Required work:
Please rewrite the material from its start up to and including the line with "pixel 339 477", replacing "Query" with "Label" and leaving everything else unchanged. Omit the pictures.

Stored data:
◆ ◆ ◆ ◆ ◆ ◆ ◆

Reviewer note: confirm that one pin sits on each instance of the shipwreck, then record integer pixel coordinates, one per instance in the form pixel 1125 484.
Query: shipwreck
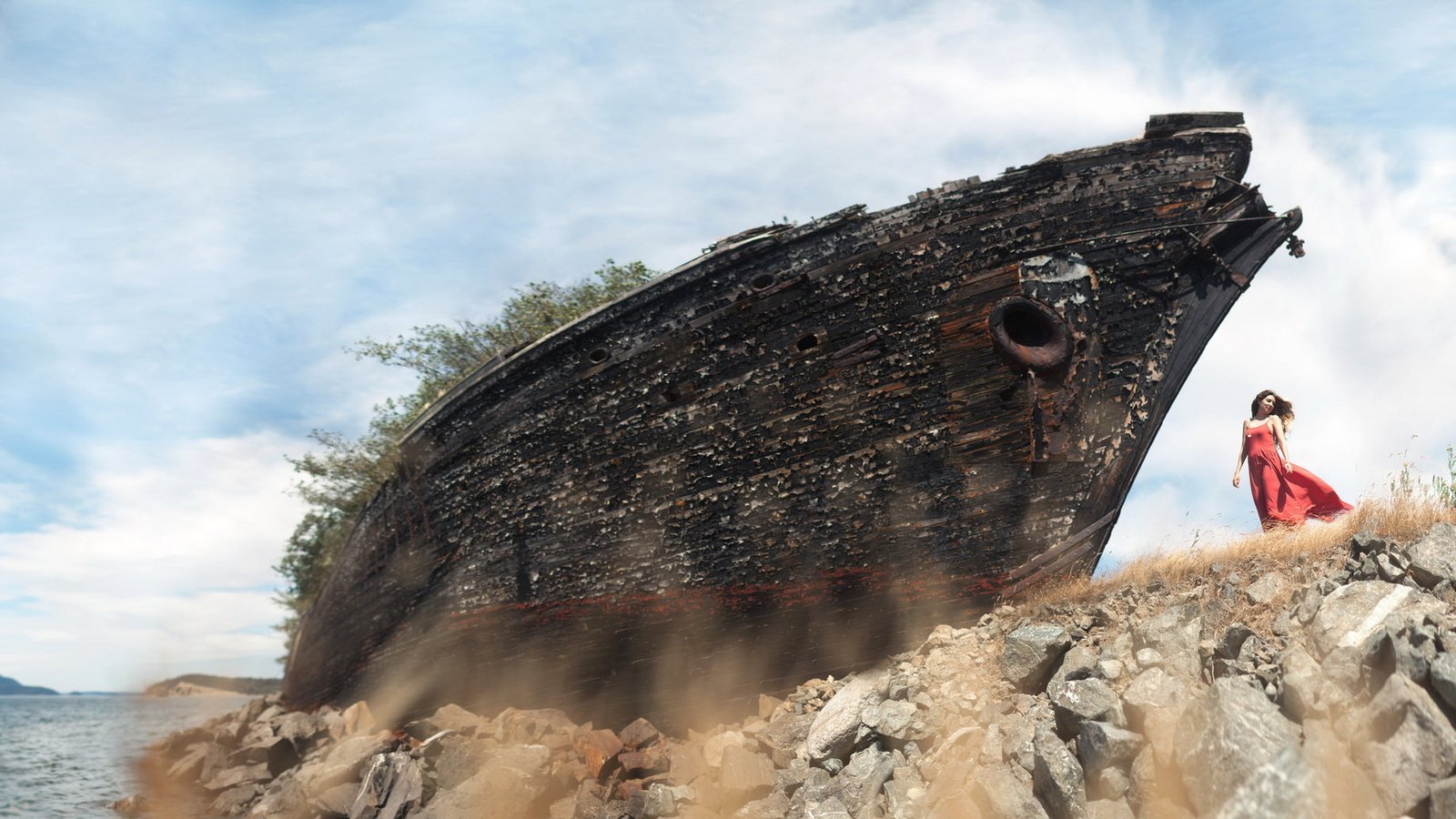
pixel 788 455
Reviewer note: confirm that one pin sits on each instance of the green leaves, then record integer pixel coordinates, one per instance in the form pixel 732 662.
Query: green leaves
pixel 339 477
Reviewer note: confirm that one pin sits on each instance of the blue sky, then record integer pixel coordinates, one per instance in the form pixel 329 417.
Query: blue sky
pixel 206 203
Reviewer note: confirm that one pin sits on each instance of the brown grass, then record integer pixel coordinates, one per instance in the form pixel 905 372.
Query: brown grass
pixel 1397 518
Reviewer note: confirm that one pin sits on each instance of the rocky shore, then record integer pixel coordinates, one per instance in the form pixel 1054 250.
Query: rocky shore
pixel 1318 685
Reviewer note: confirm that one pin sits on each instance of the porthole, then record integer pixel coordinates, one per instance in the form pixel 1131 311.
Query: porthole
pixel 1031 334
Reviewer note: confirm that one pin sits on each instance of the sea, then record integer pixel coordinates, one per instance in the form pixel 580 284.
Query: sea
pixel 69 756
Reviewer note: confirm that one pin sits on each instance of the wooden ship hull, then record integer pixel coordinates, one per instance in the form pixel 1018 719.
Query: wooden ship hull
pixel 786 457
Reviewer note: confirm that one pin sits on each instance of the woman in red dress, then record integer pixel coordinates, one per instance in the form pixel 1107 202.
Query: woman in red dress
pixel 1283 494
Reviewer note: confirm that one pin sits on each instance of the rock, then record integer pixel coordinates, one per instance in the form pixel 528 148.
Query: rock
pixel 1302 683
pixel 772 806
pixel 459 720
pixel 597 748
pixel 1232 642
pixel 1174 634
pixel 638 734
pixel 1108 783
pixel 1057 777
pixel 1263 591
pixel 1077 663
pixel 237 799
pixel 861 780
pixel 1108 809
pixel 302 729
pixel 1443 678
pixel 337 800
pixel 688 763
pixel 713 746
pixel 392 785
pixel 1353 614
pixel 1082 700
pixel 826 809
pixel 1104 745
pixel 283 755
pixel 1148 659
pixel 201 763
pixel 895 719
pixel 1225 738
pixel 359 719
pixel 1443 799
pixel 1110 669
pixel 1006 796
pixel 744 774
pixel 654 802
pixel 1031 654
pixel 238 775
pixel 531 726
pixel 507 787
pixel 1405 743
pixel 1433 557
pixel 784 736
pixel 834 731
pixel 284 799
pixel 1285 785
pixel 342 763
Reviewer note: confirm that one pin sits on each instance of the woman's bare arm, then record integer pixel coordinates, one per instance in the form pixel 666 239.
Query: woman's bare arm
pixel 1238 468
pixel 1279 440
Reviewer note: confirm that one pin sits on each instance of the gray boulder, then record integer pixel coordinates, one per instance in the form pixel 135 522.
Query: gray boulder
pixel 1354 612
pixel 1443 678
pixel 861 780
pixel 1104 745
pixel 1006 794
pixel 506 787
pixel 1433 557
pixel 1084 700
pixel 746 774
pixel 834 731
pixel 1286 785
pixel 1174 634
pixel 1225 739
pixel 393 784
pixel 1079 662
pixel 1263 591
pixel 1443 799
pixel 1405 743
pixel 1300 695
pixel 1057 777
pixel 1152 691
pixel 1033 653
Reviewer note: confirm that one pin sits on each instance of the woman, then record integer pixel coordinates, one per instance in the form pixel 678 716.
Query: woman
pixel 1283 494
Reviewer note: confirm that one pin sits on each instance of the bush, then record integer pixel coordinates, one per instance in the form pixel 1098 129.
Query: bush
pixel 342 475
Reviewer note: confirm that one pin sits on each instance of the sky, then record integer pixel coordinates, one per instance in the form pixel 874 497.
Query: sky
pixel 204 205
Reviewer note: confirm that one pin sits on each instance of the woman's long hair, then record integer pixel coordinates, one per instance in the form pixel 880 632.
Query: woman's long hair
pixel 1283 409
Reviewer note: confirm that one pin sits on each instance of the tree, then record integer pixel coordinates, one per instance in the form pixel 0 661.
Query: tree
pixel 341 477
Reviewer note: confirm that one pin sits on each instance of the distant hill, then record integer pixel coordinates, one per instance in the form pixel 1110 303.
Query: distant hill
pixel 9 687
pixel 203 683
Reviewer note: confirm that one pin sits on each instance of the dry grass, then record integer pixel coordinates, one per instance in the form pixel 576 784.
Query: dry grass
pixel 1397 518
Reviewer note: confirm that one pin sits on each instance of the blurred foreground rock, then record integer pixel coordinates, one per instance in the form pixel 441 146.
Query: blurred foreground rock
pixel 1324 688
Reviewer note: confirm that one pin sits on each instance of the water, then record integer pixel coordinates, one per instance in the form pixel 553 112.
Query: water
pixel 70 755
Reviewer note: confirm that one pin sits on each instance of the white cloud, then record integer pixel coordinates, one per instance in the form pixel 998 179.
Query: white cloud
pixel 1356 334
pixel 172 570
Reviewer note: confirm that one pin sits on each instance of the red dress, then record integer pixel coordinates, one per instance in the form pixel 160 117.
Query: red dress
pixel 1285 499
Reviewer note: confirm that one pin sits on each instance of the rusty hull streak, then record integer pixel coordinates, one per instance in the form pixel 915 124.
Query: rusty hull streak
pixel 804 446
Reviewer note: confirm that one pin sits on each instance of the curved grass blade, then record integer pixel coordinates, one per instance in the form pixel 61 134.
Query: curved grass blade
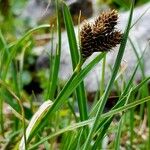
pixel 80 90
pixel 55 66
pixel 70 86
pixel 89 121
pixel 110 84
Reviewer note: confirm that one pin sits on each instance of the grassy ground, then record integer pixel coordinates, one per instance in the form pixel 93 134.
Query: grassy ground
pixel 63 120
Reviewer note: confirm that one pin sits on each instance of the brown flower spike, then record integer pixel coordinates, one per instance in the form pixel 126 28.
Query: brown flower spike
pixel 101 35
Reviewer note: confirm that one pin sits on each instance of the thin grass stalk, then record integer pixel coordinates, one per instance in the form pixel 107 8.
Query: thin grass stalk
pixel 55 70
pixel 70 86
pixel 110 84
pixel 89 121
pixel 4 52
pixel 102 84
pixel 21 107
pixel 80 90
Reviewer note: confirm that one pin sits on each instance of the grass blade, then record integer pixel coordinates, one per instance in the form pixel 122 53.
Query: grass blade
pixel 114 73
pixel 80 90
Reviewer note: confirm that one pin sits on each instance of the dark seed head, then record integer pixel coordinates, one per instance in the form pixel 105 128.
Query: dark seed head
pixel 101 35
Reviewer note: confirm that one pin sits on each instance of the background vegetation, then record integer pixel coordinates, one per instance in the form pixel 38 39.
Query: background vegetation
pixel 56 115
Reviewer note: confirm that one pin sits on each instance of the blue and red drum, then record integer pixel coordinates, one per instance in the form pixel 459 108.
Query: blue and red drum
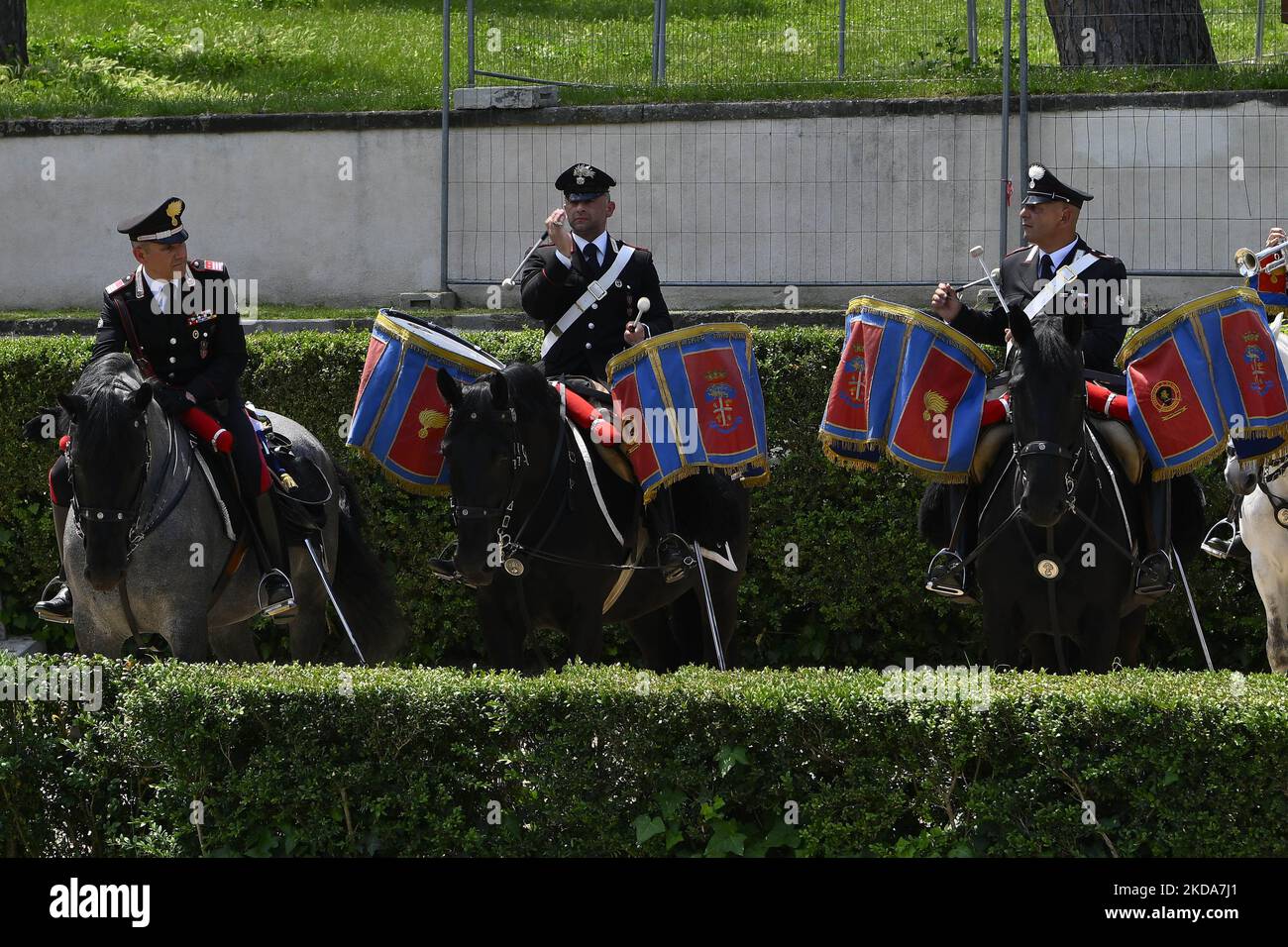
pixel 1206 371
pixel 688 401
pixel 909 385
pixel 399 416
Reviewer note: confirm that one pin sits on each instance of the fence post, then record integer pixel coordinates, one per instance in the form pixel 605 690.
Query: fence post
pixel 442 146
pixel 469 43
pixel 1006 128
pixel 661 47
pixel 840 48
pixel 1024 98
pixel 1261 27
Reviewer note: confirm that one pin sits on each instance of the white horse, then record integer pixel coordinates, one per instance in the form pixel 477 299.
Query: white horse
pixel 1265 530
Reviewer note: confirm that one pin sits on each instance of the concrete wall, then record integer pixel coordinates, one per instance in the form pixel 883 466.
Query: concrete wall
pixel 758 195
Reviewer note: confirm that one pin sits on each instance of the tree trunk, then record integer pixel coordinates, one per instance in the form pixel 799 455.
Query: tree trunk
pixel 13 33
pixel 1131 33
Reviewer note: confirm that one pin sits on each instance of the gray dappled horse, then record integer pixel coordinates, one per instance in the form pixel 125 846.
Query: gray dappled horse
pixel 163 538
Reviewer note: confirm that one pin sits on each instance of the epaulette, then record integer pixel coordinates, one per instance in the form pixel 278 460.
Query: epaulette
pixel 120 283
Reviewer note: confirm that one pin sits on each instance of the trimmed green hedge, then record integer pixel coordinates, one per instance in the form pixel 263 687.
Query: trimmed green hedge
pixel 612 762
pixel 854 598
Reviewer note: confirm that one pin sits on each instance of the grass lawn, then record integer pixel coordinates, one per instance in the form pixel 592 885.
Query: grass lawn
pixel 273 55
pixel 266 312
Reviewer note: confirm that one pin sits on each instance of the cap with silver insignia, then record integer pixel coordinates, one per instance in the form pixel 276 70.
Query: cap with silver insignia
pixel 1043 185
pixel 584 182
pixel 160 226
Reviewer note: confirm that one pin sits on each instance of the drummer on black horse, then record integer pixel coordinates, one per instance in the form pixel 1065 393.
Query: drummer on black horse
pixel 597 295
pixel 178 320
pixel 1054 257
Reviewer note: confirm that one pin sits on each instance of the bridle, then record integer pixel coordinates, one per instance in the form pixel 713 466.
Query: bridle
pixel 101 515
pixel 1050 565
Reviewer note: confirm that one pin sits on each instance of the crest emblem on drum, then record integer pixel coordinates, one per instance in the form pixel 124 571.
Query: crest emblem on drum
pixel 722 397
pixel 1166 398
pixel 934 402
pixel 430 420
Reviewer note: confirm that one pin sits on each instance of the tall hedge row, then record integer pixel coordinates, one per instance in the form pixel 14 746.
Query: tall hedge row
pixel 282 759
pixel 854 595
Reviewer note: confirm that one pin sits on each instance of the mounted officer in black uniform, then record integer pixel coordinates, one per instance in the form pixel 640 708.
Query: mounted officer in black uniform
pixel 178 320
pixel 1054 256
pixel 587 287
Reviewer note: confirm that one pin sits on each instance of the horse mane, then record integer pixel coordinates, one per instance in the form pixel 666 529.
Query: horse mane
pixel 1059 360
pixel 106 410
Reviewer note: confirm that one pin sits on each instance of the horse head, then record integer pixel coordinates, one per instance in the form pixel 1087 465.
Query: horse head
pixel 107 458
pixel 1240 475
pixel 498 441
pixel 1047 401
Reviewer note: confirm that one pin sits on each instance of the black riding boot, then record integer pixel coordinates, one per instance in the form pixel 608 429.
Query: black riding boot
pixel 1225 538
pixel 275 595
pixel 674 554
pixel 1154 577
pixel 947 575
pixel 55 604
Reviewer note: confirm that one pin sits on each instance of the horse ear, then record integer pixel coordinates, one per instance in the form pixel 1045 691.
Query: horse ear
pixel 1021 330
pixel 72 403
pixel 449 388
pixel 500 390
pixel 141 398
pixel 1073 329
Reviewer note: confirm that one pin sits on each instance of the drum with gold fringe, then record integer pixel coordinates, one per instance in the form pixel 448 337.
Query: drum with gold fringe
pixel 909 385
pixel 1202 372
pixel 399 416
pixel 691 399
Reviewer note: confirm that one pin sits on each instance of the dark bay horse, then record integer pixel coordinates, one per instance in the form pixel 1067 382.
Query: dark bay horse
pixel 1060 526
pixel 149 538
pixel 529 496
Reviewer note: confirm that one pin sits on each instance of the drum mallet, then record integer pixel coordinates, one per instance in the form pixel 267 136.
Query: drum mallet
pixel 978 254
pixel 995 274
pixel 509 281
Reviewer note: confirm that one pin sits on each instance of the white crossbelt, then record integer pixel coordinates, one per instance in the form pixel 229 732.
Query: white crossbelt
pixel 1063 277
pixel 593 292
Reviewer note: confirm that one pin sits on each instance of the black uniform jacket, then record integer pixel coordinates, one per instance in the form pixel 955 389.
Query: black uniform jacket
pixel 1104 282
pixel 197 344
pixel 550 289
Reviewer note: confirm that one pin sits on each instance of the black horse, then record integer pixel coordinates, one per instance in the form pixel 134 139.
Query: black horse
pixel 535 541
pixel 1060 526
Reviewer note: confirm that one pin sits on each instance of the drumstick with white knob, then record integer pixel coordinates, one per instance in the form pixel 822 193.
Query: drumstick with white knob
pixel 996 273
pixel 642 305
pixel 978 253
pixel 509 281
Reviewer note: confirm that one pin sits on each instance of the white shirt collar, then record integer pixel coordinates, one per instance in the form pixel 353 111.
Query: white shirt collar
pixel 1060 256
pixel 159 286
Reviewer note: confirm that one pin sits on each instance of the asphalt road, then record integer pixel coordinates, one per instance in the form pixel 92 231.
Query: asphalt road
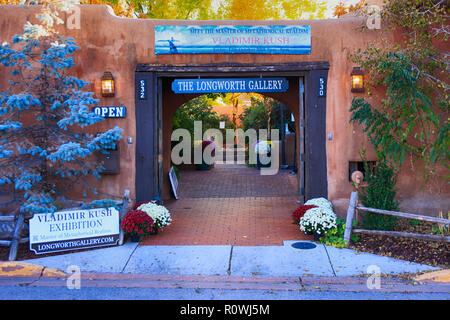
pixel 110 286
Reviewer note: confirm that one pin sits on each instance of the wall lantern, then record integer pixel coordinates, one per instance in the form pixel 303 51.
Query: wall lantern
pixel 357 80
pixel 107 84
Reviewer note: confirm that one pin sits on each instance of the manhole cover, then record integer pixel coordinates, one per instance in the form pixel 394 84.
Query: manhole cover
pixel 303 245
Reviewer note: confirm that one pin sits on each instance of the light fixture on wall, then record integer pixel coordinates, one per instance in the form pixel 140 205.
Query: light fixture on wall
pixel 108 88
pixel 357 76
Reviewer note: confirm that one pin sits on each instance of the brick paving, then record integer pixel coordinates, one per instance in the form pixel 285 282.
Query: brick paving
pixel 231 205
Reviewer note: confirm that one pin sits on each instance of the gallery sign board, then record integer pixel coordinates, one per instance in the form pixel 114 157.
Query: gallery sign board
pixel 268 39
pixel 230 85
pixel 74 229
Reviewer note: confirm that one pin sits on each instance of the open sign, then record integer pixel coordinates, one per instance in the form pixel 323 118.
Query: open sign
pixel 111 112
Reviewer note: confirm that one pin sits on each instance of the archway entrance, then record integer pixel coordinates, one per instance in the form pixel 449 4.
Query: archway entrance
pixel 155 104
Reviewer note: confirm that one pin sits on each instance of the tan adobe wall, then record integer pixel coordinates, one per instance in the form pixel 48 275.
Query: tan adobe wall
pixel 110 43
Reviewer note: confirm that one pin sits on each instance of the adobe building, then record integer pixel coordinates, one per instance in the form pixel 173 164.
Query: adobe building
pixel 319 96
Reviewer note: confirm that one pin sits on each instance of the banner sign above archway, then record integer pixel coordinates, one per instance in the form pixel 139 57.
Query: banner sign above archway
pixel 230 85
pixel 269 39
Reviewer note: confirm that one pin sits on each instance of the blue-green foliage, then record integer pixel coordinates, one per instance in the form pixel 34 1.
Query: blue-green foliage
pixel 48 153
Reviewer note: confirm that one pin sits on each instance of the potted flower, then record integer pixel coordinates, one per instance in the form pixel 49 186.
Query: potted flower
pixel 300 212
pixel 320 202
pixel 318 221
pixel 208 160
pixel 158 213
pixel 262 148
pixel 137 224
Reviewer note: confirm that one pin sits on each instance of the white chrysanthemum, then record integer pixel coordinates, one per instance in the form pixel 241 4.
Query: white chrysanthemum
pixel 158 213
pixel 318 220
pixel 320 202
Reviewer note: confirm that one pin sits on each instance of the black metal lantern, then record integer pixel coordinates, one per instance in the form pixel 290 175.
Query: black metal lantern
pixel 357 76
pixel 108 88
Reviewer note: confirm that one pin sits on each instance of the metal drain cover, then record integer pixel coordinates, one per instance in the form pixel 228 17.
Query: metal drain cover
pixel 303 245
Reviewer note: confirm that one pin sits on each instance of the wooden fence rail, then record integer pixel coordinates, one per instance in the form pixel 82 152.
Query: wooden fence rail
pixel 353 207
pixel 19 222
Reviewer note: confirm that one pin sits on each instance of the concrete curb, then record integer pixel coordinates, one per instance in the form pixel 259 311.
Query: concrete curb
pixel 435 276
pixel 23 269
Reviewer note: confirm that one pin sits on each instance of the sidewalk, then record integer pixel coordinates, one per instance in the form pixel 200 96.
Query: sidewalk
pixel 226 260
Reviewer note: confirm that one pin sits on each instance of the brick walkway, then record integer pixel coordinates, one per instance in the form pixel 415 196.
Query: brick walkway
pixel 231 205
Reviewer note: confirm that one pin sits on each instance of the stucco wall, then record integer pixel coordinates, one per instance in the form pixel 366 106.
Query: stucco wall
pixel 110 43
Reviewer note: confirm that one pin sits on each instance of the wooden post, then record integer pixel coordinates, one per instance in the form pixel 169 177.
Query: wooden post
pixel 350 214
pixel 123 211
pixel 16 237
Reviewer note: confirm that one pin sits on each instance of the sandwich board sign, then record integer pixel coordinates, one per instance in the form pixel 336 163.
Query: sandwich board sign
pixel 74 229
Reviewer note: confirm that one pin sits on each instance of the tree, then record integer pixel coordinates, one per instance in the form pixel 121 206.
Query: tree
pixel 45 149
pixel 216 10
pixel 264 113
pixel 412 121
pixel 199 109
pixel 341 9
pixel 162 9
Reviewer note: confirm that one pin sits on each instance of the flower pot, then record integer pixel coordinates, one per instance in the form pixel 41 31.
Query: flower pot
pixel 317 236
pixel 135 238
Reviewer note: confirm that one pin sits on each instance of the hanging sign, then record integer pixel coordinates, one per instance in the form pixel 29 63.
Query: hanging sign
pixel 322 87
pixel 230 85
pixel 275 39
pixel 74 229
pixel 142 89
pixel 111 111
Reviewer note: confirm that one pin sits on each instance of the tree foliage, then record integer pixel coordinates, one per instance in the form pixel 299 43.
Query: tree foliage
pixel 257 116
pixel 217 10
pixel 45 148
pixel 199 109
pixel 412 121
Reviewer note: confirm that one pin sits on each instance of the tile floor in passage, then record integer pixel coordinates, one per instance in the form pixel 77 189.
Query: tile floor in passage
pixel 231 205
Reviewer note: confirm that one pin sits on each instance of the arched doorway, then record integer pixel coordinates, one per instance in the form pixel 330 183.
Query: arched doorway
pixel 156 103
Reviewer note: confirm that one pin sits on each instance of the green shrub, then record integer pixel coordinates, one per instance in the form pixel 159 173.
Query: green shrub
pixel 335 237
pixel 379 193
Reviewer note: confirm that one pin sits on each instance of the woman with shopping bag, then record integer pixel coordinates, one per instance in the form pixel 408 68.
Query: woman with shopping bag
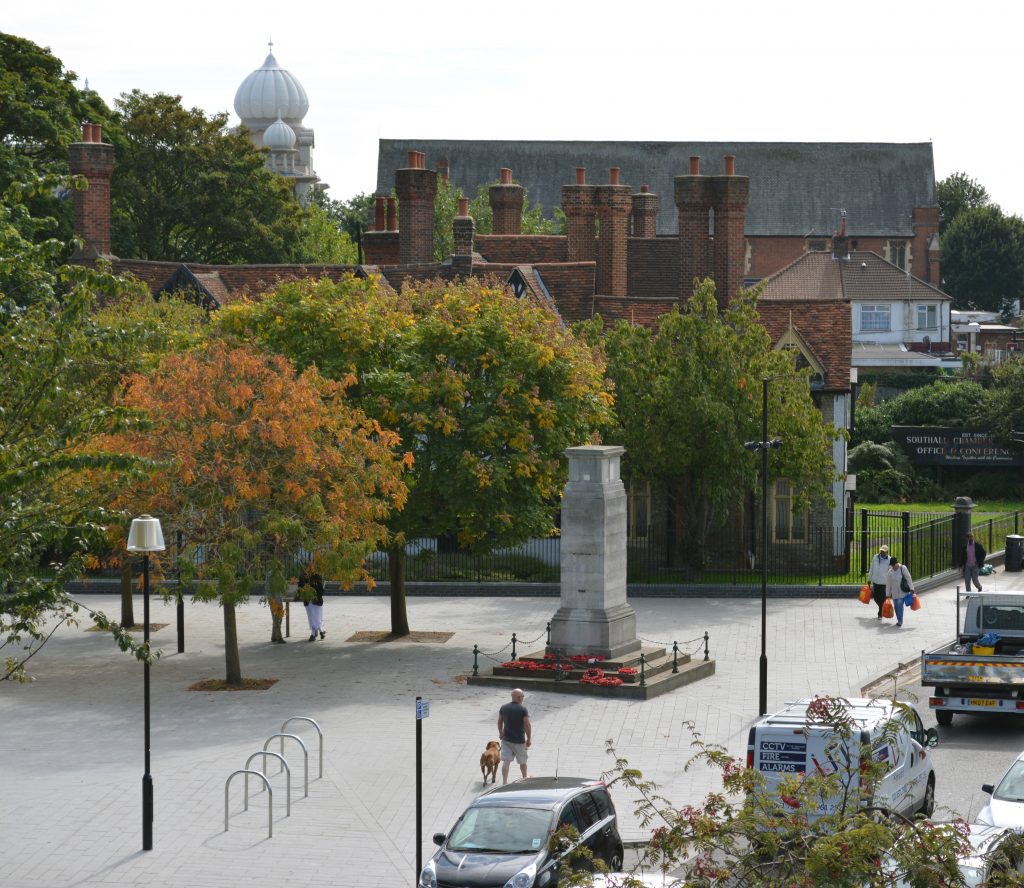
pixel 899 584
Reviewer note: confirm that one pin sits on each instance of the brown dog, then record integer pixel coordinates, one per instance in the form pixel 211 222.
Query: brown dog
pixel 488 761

◆ ◆ ◆ ◆ ◆ ◆ ◆

Result below:
Reviewer note: confirm that one pin sits on each instance of the shipwreck, then record integer pixel coordinates, one per instance in the form pixel 1125 484.
Label: shipwreck
pixel 788 455
Reviewer note: confirm that one pin sits on each instance of the green leaves, then record integer pixel coordinates, one per instance in the form pixel 732 662.
Label: green leaves
pixel 339 477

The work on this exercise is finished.